___ EXTRAIT DU TEXTE ___
Cependant, quelle est l'histoire d'Oncle Sam ? S'imposa-t-il comme le
symbole des Etats-Unis dès sa création ? Ou bien son évolution fut-elle plus
lente et plus contrastée qu'on ne pourrait le croire ?
L'Oncle Sam fut mentionné pour la
première fois dans la chanson Yankee Doodle, composée au milieu du
XVIII° siècle, pendant la guerre de Sept Ans.
A cette date, l'objectif des Britanniques était de se moquer des colons
américains dépenaillés, surnommés les Yanks, mot qui se transforma en
Yankees (ce terme, à l'origine incertaine, désignait les habitants de
la colonie de Nouvelle-Angleterre). Le terme
doodle, quant à
lui, dérivait de l'allemand dödel, ce qui signifie
« idiot » (autant dire que la chanson n'était guère flatteuse
pour les colons américains).
Voici donc l'un des couplets de cette
célèbre chanson, qui n'apparait pas dans certaines versions (en effet,
Yankee Doodle évolua au fil des décennies, devenant un chant patriotique
pendant la guerre d'indépendance américaine) :
Old Uncle Sam
come there to change
Some pancakes
and onions
For m'lasses
cakes, to carry home
To give his
wife and young ones. |
Le vieil Oncle
Sam vient ici pour échanger
Des crêpes et des
oignons
Pour des gâteaux
à la mélasse à porter à la maison
A donner à sa
femme et ses enfants |
A noter que l'Oncle Sam de la chanson
peut difficilement faire référence au personnage que nous connaissons tous,
dans la mesure où les initiales de ce dernier vont implicitement référence
aux Etats-Unis (U. S. comme pour United States).
Ainsi, l'on ne sait pas aujourd'hui si
ce couplet mentionnait un individu réel nommé Sam, ou bien s'il s'agit d'une
métaphore des Treize colonies.
Yankee Doodle, d'un chant
moqueur (à gauche, représentation d'un Yankee, rustre et
dépenaillé) à un hymne patriotique (à droite).
Cependant, l'histoire la mieux connue
concernant l'apparition de l'Oncle Sam remonte au début du XIX° siècle, dans
le contexte de la guerre anglo-américaine de 1812.
Le bombardement de Fort McHenry, 1814, épisode de la guerre
anglo-américaine.
A cette date, un vendeur de viande
nommé Samuel Wilson, résidant à Troy, dans l'Etat de New-York, avait
conclu un contrat avec l'armée américaine. Ce dernier fournissait alors aux
soldats leurs rations alimentaires, emballées dans des tonneaux marqués du
sigle U. S. (c'est-à-dire United States, comme nous l'avons vu plus
tôt). Mais comme les ouvriers ne connaissaient pas la signification de ces
initiales, ils crurent que ces signifiaient Uncle Sam (ce qui était
déjà le surnom de Samuel Wilson, qui avait de nombreux neveux et nièces).
___
OBJECTIF:
Recopiez le passage de l'extrait sur l'Oncle Sam qui va de « Yankee Doodle, d'un » à « anglo-américaine de 1812. », en remplaçant « hymne patriotique » par « chant national ».
___ DONNÉES COLLECTÉES ___
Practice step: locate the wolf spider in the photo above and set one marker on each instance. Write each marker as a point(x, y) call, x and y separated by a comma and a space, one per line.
___
RÉPONSE:
Yankee Doodle, d'un chant
moqueur (à gauche, représentation d'un Yankee, rustre et
dépenaillé) à un chant national (à droite).
Cependant, l'histoire la mieux connue
concernant l'apparition de l'Oncle Sam remonte au début du XIX° siècle, dans
le contexte de la guerre anglo-américaine de 1812.